Point labeling dataset excerpts
>>>

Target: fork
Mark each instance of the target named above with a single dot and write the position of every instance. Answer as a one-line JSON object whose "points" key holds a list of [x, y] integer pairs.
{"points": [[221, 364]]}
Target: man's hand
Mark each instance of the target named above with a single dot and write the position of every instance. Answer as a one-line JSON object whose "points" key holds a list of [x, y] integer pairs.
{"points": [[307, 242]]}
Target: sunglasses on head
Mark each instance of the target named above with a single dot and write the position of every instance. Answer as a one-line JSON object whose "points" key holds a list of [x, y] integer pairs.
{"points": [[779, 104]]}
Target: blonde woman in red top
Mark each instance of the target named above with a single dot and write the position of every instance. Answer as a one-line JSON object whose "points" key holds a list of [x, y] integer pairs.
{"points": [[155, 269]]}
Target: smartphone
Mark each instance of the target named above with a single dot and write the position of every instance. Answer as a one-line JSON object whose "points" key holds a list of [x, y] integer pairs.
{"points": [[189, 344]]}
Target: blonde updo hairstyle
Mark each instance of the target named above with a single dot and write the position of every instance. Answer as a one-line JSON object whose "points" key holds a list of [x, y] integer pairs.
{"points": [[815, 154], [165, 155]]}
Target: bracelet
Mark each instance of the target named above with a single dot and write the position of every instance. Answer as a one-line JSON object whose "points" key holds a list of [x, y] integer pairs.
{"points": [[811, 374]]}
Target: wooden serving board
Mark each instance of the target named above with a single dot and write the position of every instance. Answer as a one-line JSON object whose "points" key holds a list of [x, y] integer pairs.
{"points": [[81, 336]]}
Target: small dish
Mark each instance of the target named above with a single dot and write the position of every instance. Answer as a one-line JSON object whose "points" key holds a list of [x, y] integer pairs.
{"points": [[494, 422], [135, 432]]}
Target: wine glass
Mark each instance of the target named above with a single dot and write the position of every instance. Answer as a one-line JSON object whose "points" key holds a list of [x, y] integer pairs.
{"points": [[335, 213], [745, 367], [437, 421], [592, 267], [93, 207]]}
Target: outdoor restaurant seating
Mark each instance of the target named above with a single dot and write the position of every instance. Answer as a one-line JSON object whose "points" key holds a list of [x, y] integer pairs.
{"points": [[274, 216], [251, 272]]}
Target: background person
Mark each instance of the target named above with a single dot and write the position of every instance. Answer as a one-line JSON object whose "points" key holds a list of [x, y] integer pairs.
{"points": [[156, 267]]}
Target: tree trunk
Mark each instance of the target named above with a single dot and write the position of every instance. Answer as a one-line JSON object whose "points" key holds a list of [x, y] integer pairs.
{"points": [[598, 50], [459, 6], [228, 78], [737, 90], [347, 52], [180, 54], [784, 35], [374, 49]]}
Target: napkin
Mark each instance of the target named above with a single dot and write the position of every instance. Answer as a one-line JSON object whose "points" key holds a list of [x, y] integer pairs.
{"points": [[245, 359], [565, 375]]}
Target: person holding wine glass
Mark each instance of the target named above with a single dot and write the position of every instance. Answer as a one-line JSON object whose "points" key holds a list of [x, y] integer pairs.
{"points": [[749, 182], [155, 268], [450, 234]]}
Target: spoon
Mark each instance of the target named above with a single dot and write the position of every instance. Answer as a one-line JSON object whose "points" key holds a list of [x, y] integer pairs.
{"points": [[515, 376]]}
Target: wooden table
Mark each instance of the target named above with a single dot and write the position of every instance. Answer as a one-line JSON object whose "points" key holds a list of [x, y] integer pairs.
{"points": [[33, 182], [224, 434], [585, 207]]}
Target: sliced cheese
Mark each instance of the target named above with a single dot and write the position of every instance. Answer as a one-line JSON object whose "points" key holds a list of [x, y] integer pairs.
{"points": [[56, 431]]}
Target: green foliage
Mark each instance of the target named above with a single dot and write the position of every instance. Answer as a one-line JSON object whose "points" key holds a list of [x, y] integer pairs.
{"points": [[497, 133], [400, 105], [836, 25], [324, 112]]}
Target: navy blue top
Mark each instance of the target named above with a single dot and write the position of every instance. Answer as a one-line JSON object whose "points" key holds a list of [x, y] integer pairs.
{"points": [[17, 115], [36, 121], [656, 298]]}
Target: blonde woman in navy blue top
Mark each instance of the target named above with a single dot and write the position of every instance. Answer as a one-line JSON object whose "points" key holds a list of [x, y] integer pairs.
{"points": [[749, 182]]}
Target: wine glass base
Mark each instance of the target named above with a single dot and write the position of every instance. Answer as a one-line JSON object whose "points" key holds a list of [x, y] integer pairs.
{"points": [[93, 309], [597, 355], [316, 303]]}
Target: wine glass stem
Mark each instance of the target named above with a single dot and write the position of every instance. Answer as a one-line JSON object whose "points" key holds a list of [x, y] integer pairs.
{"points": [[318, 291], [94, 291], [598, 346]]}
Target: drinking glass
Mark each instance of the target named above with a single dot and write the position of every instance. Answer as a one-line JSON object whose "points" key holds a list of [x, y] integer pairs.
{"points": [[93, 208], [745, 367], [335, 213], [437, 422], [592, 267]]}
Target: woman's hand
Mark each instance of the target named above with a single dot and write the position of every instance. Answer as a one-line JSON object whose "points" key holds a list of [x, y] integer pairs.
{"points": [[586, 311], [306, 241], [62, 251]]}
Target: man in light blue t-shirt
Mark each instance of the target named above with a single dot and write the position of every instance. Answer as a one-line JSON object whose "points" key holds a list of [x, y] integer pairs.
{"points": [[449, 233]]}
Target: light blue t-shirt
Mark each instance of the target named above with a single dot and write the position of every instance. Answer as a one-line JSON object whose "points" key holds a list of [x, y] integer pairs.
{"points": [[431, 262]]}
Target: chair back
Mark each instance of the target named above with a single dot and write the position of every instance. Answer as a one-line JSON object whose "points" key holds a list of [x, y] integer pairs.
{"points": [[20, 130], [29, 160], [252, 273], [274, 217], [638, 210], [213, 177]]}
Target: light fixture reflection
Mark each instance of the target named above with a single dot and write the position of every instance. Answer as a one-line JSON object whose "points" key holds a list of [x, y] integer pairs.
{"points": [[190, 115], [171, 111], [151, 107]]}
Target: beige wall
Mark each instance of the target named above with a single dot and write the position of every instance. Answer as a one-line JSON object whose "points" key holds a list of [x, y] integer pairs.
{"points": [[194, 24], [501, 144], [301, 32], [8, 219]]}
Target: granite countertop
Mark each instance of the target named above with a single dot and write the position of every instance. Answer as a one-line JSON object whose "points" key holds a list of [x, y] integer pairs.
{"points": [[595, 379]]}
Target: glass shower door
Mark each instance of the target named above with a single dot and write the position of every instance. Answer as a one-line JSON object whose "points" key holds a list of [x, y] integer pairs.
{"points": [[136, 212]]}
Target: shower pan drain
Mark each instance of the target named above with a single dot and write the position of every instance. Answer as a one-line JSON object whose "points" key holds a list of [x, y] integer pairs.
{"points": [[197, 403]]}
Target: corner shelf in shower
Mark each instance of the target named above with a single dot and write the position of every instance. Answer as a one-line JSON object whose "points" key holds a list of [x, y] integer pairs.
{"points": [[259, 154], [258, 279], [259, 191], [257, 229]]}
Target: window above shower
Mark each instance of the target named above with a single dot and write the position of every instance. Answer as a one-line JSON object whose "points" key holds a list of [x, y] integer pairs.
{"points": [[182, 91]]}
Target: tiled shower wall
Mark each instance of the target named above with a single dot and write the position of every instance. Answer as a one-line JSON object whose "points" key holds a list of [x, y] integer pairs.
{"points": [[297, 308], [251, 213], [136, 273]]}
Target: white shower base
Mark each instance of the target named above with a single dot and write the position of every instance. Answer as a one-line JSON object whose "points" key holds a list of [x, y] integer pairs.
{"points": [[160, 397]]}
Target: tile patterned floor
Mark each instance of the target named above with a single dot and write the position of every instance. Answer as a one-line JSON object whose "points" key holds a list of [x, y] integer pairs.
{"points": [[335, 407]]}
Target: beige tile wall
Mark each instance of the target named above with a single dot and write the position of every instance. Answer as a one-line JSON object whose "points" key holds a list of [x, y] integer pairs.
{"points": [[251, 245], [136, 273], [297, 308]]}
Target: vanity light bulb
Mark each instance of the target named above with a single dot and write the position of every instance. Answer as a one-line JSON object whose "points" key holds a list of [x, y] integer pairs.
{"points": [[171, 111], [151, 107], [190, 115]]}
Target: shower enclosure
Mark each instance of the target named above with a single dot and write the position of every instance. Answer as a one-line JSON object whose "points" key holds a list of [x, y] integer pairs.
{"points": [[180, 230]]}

<<<

Exercise:
Write out exactly the lines from the line holding "Target: white shower base" through the last line of the data, and nothing besides those lines.

Task response:
Target: white shower base
Mark each instance of the target named above with a single dot and write the position of every instance. Answer as a one-line JSON object whose "points" key holds a list of [x, y] integer pairs.
{"points": [[160, 397]]}
Target: tile patterned floor
Mark each instance of the target named above with a single dot and write the position of every instance. Answer as a one-line JSON object whose "points" key holds a list of [x, y] integer pairs.
{"points": [[335, 407]]}
Target: beige tile wall
Mark each instance of the target named above with a single dot and write the position of every instance. Answer as a one-line JSON object whose "points" key holds a list of [x, y] integer pairs.
{"points": [[251, 245], [136, 273], [297, 308]]}
Target: vanity light bulb
Mark each instance of the target named above with a single dot and write the position of every instance. Answer as a one-line JSON object whose "points" key holds a list of [x, y] integer pairs.
{"points": [[171, 111], [151, 107], [190, 115]]}
Target: shower enclosure
Mark each instance of the target named above with a single dot and write the position of every instance. Answer as a one-line JSON object whose "points" key holds a list of [x, y] integer pairs.
{"points": [[180, 230]]}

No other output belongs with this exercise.